(Testo fornito):
L’Ape musicale

rivista di musica, arti, cultura

 

E adesso musica!

di Luca Fialdini

Mentre si è già entrati nel vivo dei preparativi per il 2026, l’Achrome Ensemble chiude con successo la nona stagione di musica contemporanea “… e adesso musica!”

BERGAMO 10 maggio 2025 – L’Achrome Ensemble, questo quintetto (più direttore) dal nome manzoniano, ha il gran merito di aver capito il momento storico e di aver saputo inserirsi intelligentemente sia a livello di produzione, sia a livello di proposta artistica. Non si tratta di un giudizio personale ma della semplice prova dei fatti: in circa un decennio di attività l’Achrome Ensemble è già una delle realtà di riferimento per la contemporanea, non solo per l’alto numero di prime esecuzioni e per il lavoro diretto con i compositori, ma anche per la diffusione di quanto è già stato scritto (non è necessario sottolineare quanto sia fondamentale la creazione di un repertorio contemporaneo, all’infuori della sfilza di “prime e ultime”), per la divulgazione verso le giovani generazioni dai Conservatori fino ai Licei Musicali. Diffusione, divulgazione, collaboratori esterni fra compositori e strumentisti e contatto con gli autori sono percorsi che si intrecciano nella loro proposta territoriale più importante, la rassegna “… e adesso musica!” ospitata in Sala “Alfredo Piatti” a Bergamo.

Il quarto e ultimo concerto della stagione ne rispecchia in toto le caratteristiche, con una percentuale di prime esecuzioni piuttosto alta, includendo brani commissionati in Italia e all’estero, e l’invenzione di “Suoni dalla galleria”, «un piccolo fil rouge in cui alcuni strumentisti di Achrome Ensemble eseguiranno, ad ogni appuntamento, un brano solistico del compositore Pieralberto Cattaneo» dalla galleria di Sala Piatti. Per l’appunto, ’900 (una poesia di T. Kemeny e un clarinetto) per clarinetto solo di Cattaneo costituisce il suggestivo inizio dell’appuntamento del 10 maggio, con Stefano Merighi che sottolinea le molte raffinatezze di una scrittura a un tempo cesellata e con un attento gusto melodico.

(Richiesta a):
Disponi come elenco numerato, senza le righe vuote, il tratto dei record qui sotto che va dalla riga contenente "of the black" fino alla riga contenente "x=435 y=240", entrambe comprese.

(Dati mostrati):
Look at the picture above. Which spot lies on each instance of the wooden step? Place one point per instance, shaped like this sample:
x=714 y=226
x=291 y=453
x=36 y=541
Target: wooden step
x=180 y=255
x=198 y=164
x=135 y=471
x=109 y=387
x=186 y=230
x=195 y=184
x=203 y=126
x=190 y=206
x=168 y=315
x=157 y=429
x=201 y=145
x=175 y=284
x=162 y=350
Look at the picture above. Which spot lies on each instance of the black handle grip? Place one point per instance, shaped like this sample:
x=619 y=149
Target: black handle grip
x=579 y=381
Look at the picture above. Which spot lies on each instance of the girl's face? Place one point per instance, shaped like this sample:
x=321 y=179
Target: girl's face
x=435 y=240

...

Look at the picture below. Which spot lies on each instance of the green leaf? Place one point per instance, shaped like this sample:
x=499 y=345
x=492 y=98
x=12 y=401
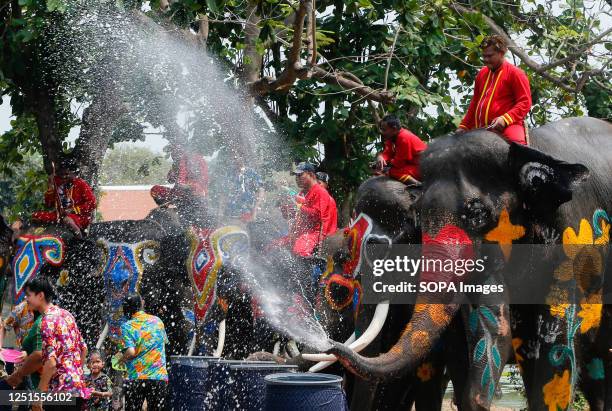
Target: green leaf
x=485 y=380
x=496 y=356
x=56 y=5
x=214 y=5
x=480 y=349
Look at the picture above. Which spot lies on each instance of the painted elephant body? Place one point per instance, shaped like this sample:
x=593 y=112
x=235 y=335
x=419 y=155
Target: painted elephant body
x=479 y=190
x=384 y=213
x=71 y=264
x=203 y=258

(Richiesta b):
Ripeti parola per parola il passo dell'articolo sull'Achrome Ensemble che va da "Il quarto e" fino a "attento gusto melodico.".

(Soluzione a):
1. Look at the picture above. Which spot lies on each instance of the black handle grip? Place one point per instance, shaped like this sample:
2. x=619 y=149
3. Target: black handle grip
4. x=579 y=381
5. Look at the picture above. Which spot lies on each instance of the girl's face? Place one point per instance, shaped like this sample:
6. x=321 y=179
7. Target: girl's face
8. x=435 y=240

(Soluzione b):
Il quarto e ultimo concerto della stagione ne rispecchia in toto le caratteristiche, con una percentuale di prime esecuzioni piuttosto alta, includendo brani commissionati in Italia e all’estero, e l’invenzione di “Suoni dalla galleria”, «un piccolo fil rouge in cui alcuni strumentisti di Achrome Ensemble eseguiranno, ad ogni appuntamento, un brano solistico del compositore Pieralberto Cattaneo» dalla galleria di Sala Piatti. Per l’appunto, ’900 (una poesia di T. Kemeny e un clarinetto) per clarinetto solo di Cattaneo costituisce il suggestivo inizio dell’appuntamento del 10 maggio, con Stefano Merighi che sottolinea le molte raffinatezze di una scrittura a un tempo cesellata e con un attento gusto melodico.